Task brief - Please continue the exchange of comments about finding stillness during a winter storm, picking up after its final sentence.

Renée, I am struck by your experience of Entering the Silence, one that seems to have been conceived through the winter thunderstorm. In the winter of 2016 I had a very similar experience. Sleepless with dizziness and desperate to experience stillness, I lay in bed while a wild storm of rain and wind thrashed the bedroom windows. After what felt like hours of listening and praying, suddenly my perception lifted into the blue sky above the storm. And with that, the stillness penetrated my being, not as an erasure of the dizziness or the storm, but a stillness that could co-exist and pre-exist all the chaos. This moment changed everything for me. Everything. x
Kimberly, thank you for sharing this experience with me. There is such grace here, you being ushered into the stillness that is eternal. What a blessing to receive this moment. It seems the significance of this eternal stillness could only be registered in the midst of such chaos, that your dizziness had to be taken through the storm for you to be lifted from it, not, as you say, the erasure of the dizziness, but a stillness that is behind and beyond it.

Data extract -
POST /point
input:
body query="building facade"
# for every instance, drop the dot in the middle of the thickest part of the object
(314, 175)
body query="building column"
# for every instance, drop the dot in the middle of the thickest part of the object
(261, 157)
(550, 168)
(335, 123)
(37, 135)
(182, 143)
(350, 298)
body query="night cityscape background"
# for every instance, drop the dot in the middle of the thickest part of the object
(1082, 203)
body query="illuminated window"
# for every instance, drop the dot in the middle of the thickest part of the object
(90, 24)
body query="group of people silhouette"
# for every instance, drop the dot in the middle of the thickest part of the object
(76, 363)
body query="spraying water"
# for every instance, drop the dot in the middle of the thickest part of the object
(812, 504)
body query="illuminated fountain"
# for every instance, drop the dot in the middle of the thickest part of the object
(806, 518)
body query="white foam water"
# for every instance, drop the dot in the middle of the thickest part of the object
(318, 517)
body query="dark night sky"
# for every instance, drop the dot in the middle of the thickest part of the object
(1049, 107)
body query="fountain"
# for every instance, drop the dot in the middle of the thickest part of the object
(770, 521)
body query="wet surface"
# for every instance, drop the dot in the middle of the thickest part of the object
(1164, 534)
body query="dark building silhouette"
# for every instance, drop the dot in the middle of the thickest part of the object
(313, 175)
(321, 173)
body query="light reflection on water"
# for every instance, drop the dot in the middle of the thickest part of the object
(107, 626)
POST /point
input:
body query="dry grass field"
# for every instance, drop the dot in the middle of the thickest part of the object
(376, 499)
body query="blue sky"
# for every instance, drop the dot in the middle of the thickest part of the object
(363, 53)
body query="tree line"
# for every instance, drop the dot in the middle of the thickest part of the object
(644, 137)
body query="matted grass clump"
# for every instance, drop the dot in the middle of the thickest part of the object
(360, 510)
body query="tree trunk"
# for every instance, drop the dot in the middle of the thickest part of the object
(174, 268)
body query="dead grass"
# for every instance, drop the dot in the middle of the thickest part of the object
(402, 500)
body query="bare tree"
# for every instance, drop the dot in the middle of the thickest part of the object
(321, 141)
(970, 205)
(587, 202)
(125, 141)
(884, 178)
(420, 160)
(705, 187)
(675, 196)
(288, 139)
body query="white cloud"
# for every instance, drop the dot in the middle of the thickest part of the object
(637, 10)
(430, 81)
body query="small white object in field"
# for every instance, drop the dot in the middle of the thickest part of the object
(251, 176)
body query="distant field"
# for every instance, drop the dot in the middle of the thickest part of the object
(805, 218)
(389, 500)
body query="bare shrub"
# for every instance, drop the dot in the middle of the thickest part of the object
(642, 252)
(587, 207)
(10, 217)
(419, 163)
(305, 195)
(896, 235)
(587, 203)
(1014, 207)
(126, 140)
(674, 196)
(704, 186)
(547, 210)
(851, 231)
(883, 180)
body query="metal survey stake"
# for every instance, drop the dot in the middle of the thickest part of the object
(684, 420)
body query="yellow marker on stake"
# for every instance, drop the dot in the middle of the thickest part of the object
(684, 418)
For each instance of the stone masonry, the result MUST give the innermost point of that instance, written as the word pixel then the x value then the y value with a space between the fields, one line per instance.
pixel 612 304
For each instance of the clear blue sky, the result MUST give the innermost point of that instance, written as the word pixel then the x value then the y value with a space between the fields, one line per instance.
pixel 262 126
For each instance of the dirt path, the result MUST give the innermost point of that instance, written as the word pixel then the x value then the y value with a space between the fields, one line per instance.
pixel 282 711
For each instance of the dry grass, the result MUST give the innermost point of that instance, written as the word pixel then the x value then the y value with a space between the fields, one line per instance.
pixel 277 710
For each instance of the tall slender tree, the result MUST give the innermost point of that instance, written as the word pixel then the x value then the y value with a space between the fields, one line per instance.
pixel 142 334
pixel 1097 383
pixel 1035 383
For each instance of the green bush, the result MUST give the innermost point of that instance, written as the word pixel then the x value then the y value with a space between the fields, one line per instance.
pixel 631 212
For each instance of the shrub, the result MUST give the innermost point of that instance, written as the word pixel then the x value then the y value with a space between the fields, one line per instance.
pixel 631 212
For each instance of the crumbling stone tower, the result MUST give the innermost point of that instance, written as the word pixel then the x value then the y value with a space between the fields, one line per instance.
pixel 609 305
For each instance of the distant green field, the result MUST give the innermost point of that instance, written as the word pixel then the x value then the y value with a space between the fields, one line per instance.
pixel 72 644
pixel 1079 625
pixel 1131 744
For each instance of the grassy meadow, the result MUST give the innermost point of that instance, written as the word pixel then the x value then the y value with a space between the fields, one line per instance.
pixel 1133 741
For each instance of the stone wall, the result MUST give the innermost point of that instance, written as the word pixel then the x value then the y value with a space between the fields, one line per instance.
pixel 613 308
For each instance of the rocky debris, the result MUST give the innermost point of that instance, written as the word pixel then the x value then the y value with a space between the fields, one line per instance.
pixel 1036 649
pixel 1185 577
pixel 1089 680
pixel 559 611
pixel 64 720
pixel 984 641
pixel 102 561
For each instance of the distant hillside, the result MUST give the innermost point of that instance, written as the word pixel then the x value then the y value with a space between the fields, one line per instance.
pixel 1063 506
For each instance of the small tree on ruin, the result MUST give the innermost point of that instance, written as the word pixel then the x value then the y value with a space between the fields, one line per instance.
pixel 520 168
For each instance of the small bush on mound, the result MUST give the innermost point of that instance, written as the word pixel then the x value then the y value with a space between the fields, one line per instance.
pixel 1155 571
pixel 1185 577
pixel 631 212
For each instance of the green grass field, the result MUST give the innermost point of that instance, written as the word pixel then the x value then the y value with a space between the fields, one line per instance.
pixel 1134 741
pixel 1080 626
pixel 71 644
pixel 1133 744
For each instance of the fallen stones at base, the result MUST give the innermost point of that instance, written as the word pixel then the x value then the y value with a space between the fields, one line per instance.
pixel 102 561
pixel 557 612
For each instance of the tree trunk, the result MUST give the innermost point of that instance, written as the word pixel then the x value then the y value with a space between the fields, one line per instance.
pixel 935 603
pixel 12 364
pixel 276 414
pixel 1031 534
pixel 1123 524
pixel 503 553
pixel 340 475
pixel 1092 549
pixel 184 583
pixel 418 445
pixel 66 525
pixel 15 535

Written response -
Reading this I could feel the Silence moving around and through you, asking you to carry it with you. Thank you for calling us to move deeper within, to access the most important thing. I found this to be a very moving essay. Your words allowed me a slow read where I could sink into the space between the words to get a sense of the Silence.
Donna, thank you for sharing your experience of reading these words, and how they slowed you into the Silence between them . . . carrying the Silence with you. Thank you for going slowly. Your words touch me, and mine are slow to come to the page in response, as if we two are in the Silence between the words between us.
Renee, your writing today moved something ancient in me. The way you speak of Silence as Presence, as origin, as the numinous ground behind and between all things, entered me as felt recognition. It woke me up to a deeper meaning of an early life experience.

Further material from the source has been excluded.